WHAT IS NEEDED: Your answer is the line containing "Data labeling task — object class: rock" plus every line after it to the end of the data below, transcribed exactly and with nothing else.

(Saved entries)
____________________

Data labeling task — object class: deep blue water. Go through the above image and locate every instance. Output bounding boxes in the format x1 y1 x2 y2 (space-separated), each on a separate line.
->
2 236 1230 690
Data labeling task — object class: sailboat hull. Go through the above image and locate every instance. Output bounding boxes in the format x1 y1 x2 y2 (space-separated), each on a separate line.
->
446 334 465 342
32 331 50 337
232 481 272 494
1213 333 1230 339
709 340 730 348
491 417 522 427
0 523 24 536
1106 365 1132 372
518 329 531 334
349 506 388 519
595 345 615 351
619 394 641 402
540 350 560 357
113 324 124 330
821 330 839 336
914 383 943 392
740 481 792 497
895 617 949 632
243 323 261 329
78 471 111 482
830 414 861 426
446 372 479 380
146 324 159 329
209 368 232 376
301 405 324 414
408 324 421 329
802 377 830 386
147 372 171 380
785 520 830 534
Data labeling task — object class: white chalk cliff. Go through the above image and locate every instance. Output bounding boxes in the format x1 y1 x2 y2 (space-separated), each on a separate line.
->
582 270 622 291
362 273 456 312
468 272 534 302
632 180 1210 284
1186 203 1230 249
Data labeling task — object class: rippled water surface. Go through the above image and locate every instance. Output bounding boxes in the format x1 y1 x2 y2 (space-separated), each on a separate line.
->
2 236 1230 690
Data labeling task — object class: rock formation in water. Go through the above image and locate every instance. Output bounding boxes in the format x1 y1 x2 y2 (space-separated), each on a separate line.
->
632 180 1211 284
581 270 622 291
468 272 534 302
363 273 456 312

____________________

TASK SOLUTION:
Data labeling task — object class: rock formation in water. Go through the above image and locate every instance. Output bounding boxes in the format x1 y1 x2 y2 (space-separated), each on a separate line.
->
632 180 1211 284
581 270 622 291
468 272 534 302
363 273 456 312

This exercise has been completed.